WORK ORDER —
Exactly as given, output all the records that follow.

DATA SHOWN —

--------

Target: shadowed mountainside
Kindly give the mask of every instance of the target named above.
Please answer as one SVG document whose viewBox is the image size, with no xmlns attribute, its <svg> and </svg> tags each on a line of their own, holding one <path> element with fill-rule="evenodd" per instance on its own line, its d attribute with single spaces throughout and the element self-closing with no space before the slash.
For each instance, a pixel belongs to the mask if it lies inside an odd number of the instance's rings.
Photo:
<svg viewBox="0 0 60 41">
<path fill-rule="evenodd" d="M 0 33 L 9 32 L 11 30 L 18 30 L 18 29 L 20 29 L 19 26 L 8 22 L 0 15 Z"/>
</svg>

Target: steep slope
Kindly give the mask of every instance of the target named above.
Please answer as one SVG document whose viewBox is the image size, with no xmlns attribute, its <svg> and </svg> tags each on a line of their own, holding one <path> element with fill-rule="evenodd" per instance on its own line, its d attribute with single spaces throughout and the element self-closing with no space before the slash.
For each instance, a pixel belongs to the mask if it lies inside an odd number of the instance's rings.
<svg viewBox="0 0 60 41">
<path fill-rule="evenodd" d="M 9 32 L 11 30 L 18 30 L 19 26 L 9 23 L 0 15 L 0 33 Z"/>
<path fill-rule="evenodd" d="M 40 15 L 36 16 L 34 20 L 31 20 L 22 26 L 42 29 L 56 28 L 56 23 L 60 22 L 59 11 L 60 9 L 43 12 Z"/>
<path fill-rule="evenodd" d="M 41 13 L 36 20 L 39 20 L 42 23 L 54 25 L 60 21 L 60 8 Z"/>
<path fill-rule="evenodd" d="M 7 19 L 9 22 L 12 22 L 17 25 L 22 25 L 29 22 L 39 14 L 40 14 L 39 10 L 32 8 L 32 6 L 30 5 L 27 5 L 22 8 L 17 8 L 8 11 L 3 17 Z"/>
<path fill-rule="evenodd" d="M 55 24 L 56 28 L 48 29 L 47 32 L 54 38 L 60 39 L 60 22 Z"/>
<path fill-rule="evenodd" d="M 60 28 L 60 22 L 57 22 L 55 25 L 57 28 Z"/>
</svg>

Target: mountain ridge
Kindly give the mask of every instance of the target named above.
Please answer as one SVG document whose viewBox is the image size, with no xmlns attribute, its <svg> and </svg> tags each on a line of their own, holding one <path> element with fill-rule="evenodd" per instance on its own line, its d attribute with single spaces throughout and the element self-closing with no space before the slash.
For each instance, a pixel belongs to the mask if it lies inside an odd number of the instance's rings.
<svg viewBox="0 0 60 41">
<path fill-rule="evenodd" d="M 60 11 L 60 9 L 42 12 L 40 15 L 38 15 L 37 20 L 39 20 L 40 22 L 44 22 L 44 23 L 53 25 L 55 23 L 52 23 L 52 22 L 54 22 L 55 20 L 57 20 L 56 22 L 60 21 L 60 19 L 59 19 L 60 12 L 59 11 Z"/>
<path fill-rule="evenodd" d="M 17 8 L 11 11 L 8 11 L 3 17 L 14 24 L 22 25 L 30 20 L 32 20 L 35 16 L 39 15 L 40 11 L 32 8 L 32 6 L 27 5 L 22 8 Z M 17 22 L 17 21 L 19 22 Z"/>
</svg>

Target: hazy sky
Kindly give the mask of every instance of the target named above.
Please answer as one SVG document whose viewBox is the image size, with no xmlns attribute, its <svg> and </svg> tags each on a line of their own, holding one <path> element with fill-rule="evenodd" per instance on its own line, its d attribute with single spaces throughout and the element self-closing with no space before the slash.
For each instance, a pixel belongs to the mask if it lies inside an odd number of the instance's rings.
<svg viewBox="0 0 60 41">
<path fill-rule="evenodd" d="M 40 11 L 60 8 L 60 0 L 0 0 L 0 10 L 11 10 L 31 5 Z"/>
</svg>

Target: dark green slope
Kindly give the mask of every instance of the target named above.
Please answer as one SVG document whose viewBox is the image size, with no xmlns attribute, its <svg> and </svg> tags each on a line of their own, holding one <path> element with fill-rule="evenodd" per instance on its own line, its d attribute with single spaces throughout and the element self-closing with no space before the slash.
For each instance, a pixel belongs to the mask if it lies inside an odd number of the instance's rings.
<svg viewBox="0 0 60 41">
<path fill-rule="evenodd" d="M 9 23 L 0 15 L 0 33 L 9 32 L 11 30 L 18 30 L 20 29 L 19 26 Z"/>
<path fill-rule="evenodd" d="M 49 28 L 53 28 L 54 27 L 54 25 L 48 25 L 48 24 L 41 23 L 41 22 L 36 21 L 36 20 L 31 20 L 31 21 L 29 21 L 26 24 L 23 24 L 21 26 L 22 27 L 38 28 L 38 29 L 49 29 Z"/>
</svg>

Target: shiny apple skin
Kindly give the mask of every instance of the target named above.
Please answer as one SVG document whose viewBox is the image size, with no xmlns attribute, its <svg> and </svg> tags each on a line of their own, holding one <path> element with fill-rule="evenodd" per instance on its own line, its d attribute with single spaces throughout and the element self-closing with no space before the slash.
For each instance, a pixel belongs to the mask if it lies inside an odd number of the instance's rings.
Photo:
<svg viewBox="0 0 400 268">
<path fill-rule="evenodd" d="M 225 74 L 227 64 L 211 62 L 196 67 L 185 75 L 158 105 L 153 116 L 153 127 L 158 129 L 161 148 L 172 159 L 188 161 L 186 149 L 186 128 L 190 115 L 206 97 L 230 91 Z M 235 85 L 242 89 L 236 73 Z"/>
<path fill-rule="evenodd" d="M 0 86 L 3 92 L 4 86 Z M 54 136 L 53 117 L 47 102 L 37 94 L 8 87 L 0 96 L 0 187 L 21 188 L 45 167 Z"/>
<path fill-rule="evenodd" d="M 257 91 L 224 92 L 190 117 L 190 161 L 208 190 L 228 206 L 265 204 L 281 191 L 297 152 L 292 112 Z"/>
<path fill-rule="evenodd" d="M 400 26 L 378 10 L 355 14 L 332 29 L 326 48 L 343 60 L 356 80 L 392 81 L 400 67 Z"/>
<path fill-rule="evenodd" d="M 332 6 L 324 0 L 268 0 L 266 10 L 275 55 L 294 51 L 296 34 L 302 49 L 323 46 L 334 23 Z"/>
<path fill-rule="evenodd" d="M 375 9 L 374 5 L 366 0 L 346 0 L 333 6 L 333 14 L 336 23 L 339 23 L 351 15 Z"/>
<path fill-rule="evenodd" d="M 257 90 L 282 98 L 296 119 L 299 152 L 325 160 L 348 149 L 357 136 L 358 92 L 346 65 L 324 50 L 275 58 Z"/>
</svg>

--------

EXPECTED ANSWER —
Target: shadowed mountainside
Kindly give the mask of every instance of the target named above.
Please answer as one SVG document whose viewBox is the image size, with no xmlns attribute, its <svg> and </svg> tags each on a line of their own, holding one <path> element with fill-rule="evenodd" per instance on its own line, its d attribute with single spaces throughout and the element self-closing with no space before the slash.
For each instance, a pixel belongs to the mask if it lies inside an odd number of the instance's rings.
Photo:
<svg viewBox="0 0 60 41">
<path fill-rule="evenodd" d="M 0 33 L 9 32 L 11 30 L 18 30 L 18 29 L 20 29 L 19 26 L 8 22 L 0 15 Z"/>
</svg>

Target: steep slope
Kindly give the mask of every instance of the target named above.
Please answer as one SVG document whose viewBox is the image size, with no xmlns attribute, its <svg> and </svg> tags each on a line of their own, holding one <path> element with fill-rule="evenodd" per instance on its own line, its d attribute with single spaces throughout and the element self-closing with no space before the slash.
For each instance, a pixel belongs to the mask if it lies inside an odd number of the instance's rings.
<svg viewBox="0 0 60 41">
<path fill-rule="evenodd" d="M 9 32 L 11 30 L 18 30 L 19 26 L 9 23 L 0 15 L 0 33 Z"/>
<path fill-rule="evenodd" d="M 40 15 L 36 16 L 34 20 L 31 20 L 22 26 L 42 29 L 56 28 L 56 23 L 60 22 L 59 11 L 60 9 L 43 12 Z"/>
<path fill-rule="evenodd" d="M 41 13 L 36 20 L 39 20 L 42 23 L 54 25 L 60 21 L 60 8 Z"/>
<path fill-rule="evenodd" d="M 7 19 L 9 22 L 12 22 L 17 25 L 22 25 L 29 22 L 39 14 L 40 14 L 39 10 L 32 8 L 32 6 L 30 5 L 27 5 L 22 8 L 17 8 L 8 11 L 3 17 Z"/>
<path fill-rule="evenodd" d="M 55 24 L 56 28 L 48 29 L 47 32 L 54 38 L 60 39 L 60 22 Z"/>
<path fill-rule="evenodd" d="M 60 28 L 60 22 L 57 22 L 55 25 L 57 28 Z"/>
</svg>

Target: mountain ridge
Kindly give the mask of every instance of the target named above.
Please answer as one SVG document whose viewBox is the image size, with no xmlns attribute, its <svg> and </svg> tags each on a line of their own, holding one <path> element with fill-rule="evenodd" per instance on its own line, its d attribute with single spaces throughout and the element self-closing with no space before the slash.
For each instance, a pixel belongs to the mask if it lies inside an odd number of the instance's rings.
<svg viewBox="0 0 60 41">
<path fill-rule="evenodd" d="M 60 11 L 60 9 L 42 12 L 40 15 L 38 15 L 37 20 L 39 20 L 40 22 L 44 22 L 44 23 L 53 25 L 55 23 L 52 23 L 52 22 L 54 22 L 55 20 L 57 20 L 56 22 L 60 21 L 60 19 L 59 19 L 60 12 L 59 11 Z"/>
<path fill-rule="evenodd" d="M 17 8 L 11 11 L 8 11 L 3 17 L 14 24 L 22 25 L 30 20 L 32 20 L 35 16 L 39 15 L 40 11 L 32 8 L 32 6 L 27 5 L 22 8 Z M 17 22 L 17 21 L 19 22 Z"/>
</svg>

Target: hazy sky
Kindly give the mask of every instance of the target named above.
Please answer as one SVG document whose viewBox is the image size, with no xmlns attribute, its <svg> and </svg> tags each on a line of their own, holding one <path> element with fill-rule="evenodd" per instance on its own line, its d attribute with single spaces throughout and the element self-closing with no space before the slash.
For each instance, a pixel belongs to the mask if it lies inside an odd number of the instance's rings.
<svg viewBox="0 0 60 41">
<path fill-rule="evenodd" d="M 40 11 L 60 8 L 60 0 L 0 0 L 0 10 L 11 10 L 31 5 Z"/>
</svg>

Target: dark green slope
Kindly give the mask of every instance of the target named above.
Please answer as one SVG document whose viewBox is the image size, with no xmlns attribute, its <svg> and </svg> tags each on a line of their own, holding one <path> element with fill-rule="evenodd" per instance on its own line, its d attribute with single spaces throughout and the element self-closing with no space before the slash.
For each instance, a pixel belongs to the mask if it lies inside an odd number of the instance's rings.
<svg viewBox="0 0 60 41">
<path fill-rule="evenodd" d="M 9 23 L 0 15 L 0 33 L 9 32 L 11 30 L 18 30 L 20 29 L 19 26 Z"/>
<path fill-rule="evenodd" d="M 49 28 L 53 28 L 54 27 L 54 25 L 48 25 L 48 24 L 41 23 L 41 22 L 36 21 L 36 20 L 31 20 L 31 21 L 29 21 L 26 24 L 23 24 L 21 26 L 22 27 L 38 28 L 38 29 L 49 29 Z"/>
</svg>

Target: shiny apple skin
Kindly give the mask of every instance of the target named above.
Please answer as one SVG document whose viewBox is the image size, with no xmlns attribute, its <svg> and </svg> tags each on a line of their own, holding one <path> element with fill-rule="evenodd" per instance on its own line, its d attribute with single spaces throughout and the element self-closing with no space before the slash.
For each instance, a pixel belongs to the mask if it lies inside an odd number of the instance's rings.
Photo:
<svg viewBox="0 0 400 268">
<path fill-rule="evenodd" d="M 225 74 L 227 64 L 211 62 L 196 67 L 185 75 L 158 105 L 153 116 L 153 127 L 158 129 L 161 148 L 172 159 L 188 161 L 186 149 L 186 128 L 190 115 L 206 97 L 230 91 Z M 235 85 L 242 89 L 236 73 Z"/>
<path fill-rule="evenodd" d="M 0 86 L 3 92 L 4 86 Z M 54 136 L 53 117 L 47 102 L 37 94 L 8 87 L 0 96 L 0 187 L 21 188 L 45 167 Z"/>
<path fill-rule="evenodd" d="M 257 91 L 224 92 L 190 117 L 190 161 L 208 190 L 228 206 L 265 204 L 281 191 L 297 152 L 292 112 Z"/>
<path fill-rule="evenodd" d="M 400 26 L 378 10 L 355 14 L 332 29 L 326 48 L 343 60 L 356 80 L 392 81 L 400 67 Z"/>
<path fill-rule="evenodd" d="M 332 6 L 324 0 L 268 0 L 266 10 L 275 55 L 294 51 L 296 34 L 302 49 L 323 46 L 334 23 Z"/>
<path fill-rule="evenodd" d="M 375 9 L 374 5 L 366 0 L 346 0 L 333 6 L 333 14 L 336 23 L 339 23 L 351 15 Z"/>
<path fill-rule="evenodd" d="M 257 90 L 282 98 L 296 119 L 299 152 L 325 160 L 348 149 L 357 136 L 358 92 L 346 65 L 324 50 L 275 58 Z"/>
</svg>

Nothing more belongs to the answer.